→ Written task
Please collect every line below that contains the word "cube". Case counts, so include only lines where it appears with the same capitalization.
::: Task inputs
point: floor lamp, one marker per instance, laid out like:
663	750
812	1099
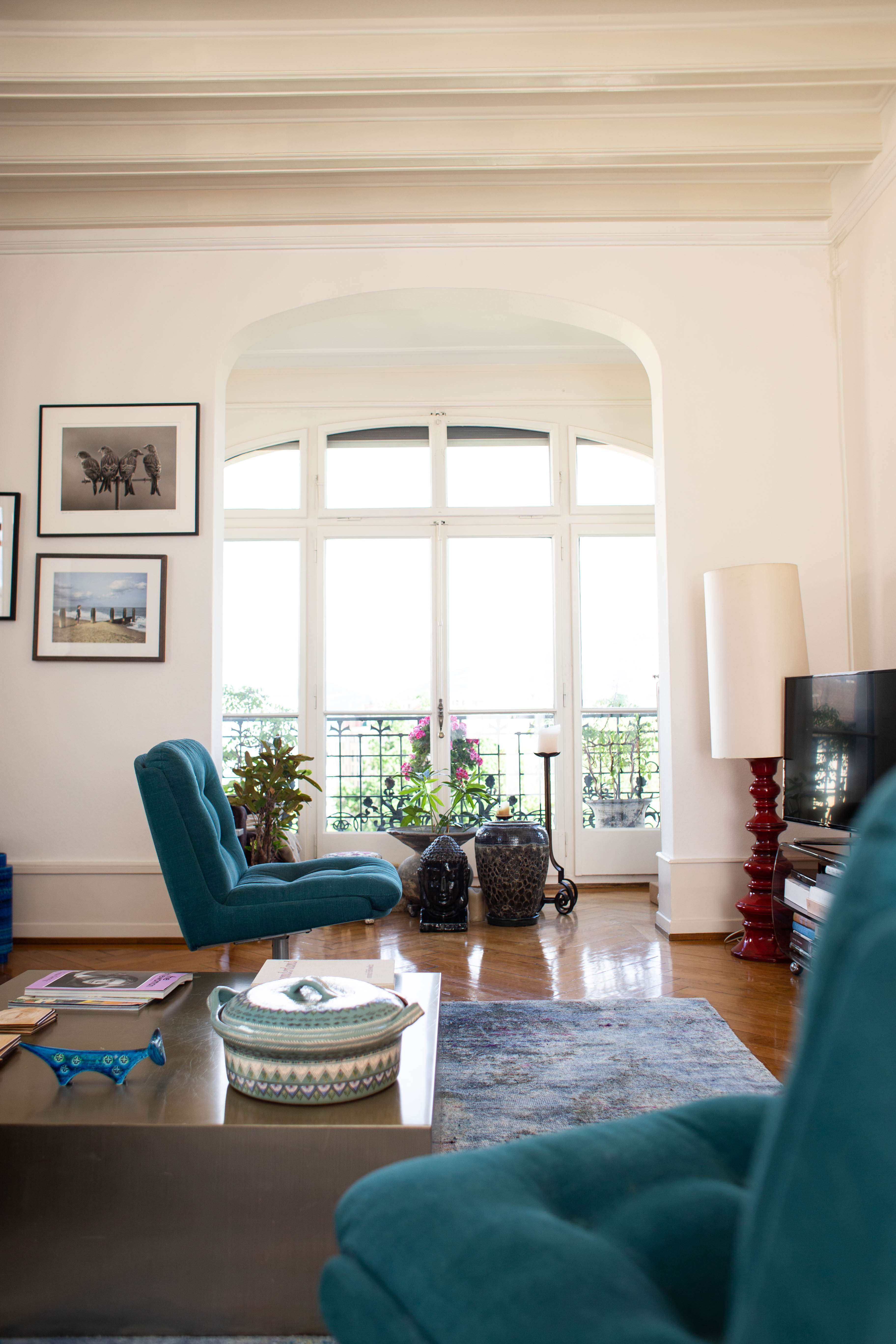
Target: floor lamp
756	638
::::::
::: Task inputs
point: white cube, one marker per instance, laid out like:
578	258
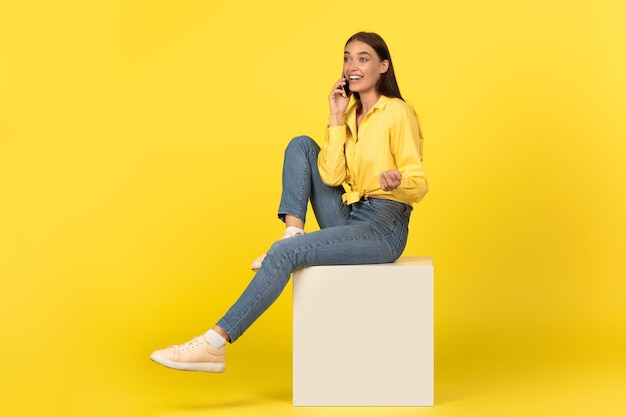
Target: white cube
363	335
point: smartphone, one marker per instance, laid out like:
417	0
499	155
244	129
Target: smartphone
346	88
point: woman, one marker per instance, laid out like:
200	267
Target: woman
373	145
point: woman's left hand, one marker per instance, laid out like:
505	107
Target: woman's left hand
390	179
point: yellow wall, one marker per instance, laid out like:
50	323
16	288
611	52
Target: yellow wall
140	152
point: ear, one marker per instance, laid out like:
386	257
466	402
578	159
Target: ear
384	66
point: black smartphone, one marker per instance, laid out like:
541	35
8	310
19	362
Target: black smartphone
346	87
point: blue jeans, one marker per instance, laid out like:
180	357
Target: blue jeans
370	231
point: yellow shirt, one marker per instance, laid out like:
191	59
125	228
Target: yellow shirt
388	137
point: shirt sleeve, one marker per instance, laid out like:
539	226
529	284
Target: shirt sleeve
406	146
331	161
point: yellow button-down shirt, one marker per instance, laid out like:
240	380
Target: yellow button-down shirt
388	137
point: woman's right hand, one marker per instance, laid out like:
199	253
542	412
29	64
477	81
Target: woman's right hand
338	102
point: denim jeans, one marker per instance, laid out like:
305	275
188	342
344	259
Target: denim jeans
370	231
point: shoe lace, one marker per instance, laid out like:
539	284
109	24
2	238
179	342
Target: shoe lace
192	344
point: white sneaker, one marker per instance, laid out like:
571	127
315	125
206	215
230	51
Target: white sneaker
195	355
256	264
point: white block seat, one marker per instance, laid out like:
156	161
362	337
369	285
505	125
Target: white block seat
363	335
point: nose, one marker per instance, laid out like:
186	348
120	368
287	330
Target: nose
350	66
::::::
::: Task inputs
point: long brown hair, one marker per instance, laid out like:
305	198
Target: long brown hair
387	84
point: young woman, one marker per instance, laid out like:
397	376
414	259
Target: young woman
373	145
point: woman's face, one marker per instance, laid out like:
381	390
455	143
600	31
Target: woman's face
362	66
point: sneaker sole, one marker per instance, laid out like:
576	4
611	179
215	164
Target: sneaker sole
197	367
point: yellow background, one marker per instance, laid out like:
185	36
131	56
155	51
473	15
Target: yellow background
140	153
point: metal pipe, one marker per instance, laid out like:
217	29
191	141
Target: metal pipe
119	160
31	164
::::::
→ Output below
point: white cube, one marker per instance, laid out like:
Target: white cube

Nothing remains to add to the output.